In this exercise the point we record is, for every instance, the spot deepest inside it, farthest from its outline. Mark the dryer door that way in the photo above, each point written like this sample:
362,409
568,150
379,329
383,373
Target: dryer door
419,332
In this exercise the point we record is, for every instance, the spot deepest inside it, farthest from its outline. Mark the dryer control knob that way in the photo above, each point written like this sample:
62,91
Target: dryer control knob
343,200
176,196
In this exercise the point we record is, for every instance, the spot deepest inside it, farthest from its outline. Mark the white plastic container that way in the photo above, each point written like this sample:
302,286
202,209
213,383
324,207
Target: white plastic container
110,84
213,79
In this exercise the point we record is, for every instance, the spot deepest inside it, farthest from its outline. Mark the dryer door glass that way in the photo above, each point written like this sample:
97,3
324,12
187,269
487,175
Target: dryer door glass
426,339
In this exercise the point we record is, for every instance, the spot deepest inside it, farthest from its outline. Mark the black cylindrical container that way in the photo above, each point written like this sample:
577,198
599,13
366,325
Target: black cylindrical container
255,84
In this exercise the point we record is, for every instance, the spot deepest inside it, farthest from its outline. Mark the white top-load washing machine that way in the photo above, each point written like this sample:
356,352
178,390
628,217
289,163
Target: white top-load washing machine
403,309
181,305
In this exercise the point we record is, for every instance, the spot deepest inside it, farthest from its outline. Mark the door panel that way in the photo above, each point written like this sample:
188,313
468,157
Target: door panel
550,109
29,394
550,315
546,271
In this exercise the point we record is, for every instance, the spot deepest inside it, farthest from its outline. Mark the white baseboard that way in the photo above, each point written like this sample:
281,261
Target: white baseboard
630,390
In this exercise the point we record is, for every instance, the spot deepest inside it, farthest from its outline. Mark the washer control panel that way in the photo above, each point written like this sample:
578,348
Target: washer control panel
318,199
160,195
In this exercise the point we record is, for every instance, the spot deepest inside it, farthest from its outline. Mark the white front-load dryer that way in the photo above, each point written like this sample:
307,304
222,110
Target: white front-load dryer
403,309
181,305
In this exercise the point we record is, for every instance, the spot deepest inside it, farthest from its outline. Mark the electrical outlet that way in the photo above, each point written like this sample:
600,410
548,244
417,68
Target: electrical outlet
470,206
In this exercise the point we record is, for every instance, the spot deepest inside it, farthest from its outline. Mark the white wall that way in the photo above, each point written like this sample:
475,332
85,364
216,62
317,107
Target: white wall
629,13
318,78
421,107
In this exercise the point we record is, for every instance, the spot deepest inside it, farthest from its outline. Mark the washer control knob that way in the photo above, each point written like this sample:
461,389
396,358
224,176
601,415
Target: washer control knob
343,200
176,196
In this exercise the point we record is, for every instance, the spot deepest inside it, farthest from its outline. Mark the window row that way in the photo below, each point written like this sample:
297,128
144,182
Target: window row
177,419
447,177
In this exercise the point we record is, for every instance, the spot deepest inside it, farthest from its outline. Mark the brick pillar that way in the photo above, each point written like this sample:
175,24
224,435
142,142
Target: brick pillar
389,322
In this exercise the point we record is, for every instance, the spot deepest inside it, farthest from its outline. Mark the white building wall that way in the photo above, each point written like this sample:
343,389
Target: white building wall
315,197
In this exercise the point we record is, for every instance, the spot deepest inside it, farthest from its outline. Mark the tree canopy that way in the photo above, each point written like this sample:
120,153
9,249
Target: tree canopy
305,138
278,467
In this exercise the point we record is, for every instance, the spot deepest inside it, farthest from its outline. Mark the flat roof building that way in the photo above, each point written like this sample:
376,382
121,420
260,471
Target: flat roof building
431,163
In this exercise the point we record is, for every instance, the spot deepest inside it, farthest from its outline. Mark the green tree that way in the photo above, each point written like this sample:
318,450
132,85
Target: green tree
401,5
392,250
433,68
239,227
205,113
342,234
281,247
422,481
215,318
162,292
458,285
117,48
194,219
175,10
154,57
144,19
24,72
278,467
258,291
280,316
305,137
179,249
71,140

**Exercise task:** Print all the rows above again with no changes.

**Exercise solution:**
In this exercise the point we record is, for every instance, the spot deepest inside it, farthest from its outline. Mark the dryer door that way in the photo above, each point written like this sample:
362,409
568,150
379,329
383,373
Target: dryer door
419,332
In this exercise the point we record is, for every instance, the spot deepest inside it, farthest from its outline. Mark the dryer control knob that way in the photo above, each point written like this sample:
62,91
Target: dryer control knob
343,200
176,196
In this exercise the point we record is, for every instance, the spot deepest inside it, farthest from its outline. Mark the white plastic container that way in the photo above, each point written like this sample:
302,286
202,209
213,383
324,207
Target: white plastic container
110,84
213,79
In this exercise the point we record is, for every instance, the spot deepest inside it, farthest from its outline. Mark the dryer door glass that way in the photo above, each point written like this sample:
97,3
324,12
187,269
487,175
Target: dryer door glass
426,339
In this exercise the point we record is, for every instance, the spot deepest inside it, farthest from its outline. Mark the black cylindrical container that way in the photo above, each point written like this sample:
577,198
599,13
366,325
Target: black cylindrical container
255,84
In this exercise the point we record is, for every instance, the spot deepest inside it, farthest from its outline. Mark the white top-load washing machine that way in the photo above, each point written like this sample:
356,352
178,390
628,217
289,163
Target: white top-load washing machine
403,309
181,305
In this exercise the point we record is, for every instance, the spot deepest inside it, farthest from its outline. Mark the door panel that way in the photo above, each point written like this sample:
188,313
468,157
Target: door panel
550,109
29,394
550,315
546,271
In this exercise the point we record is, for every instance, the spot deepest inside it, farthest from its outline. Mark the white baseboard that way in the photo above, each point written like this sample:
281,261
Target: white baseboard
630,390
In this exercise the point we record is, for every instance, the spot deepest inside it, farthest from its outline. Mark the washer control panel that way in the photo above, each point written like this sample:
578,348
Target: washer control panel
318,199
160,195
In this exercise the point we record is, for every instance, the spot deepest inside it, farthest from its outline. Mark the white front-load dryer that way in the photo above, each point written like this sample:
307,304
222,110
Target: white front-load dryer
403,309
181,305
In this exercise the point we record is, for every instance, the spot deepest inside it, farthest from its outline. Mark the electrical outlet that way in the photo above, each point written like this sample:
600,410
548,244
417,68
Target: electrical outlet
470,206
In this exercise the point we record is, for every instance, the spot deepest inside it, farthest from its outline. Mark the white wall that way in the photo above, each point written like this sample:
475,332
85,364
216,62
317,107
Target: white wall
629,13
318,78
421,107
In this exercise the point we record is, for every instance, the spot deepest inside it, farthest from its outline. Mark the washer control knob that way in the photo above, each point written like this sample:
461,389
396,358
224,176
601,415
Target: washer control knob
343,200
176,196
In this exercise the point we record is, for every instance, the spot deepest inside it, farthest from its outline. Mark the window row that way in the photo below, each point written like this sample:
297,128
144,182
Target: window row
177,419
447,177
In this exercise the point we record is, for every instance, the spot deepest inside it, farthest from its outline. Mark the brick pillar that way in the photo above, each point written like this sample:
175,24
224,435
142,142
Target: brick pillar
389,322
In this exercise the point we record is, for every instance, the spot deepest inside it, farthest from its outline. Mark the white building wall that way in the photo above, each point written like this sample:
343,389
Target: white building wall
315,197
In this exercise the point we record is, for every instance, the spot deepest inside it, farthest from its outline. Mark the tree canopy that way in the photo above, each point written like this sample:
120,153
9,249
Target: tree canopy
305,138
278,467
In this exercise the point we record is, for every instance, the spot deepest inside it, farthest from its outline. Mark the flat roof building that way in the photo above, each point written like this sample:
376,382
121,420
260,471
Target: flat roof building
431,163
In this exercise the point we record is, for every instance, the spot deepest inside it, farthest from its outline. Mark the green tree that way in the photo above, each point written like this sample:
318,450
132,85
Target: green tree
401,5
392,250
433,68
239,227
205,113
342,234
281,247
422,481
215,318
162,292
458,285
117,48
194,219
175,10
154,57
144,19
24,72
278,467
258,291
280,316
305,137
179,249
71,140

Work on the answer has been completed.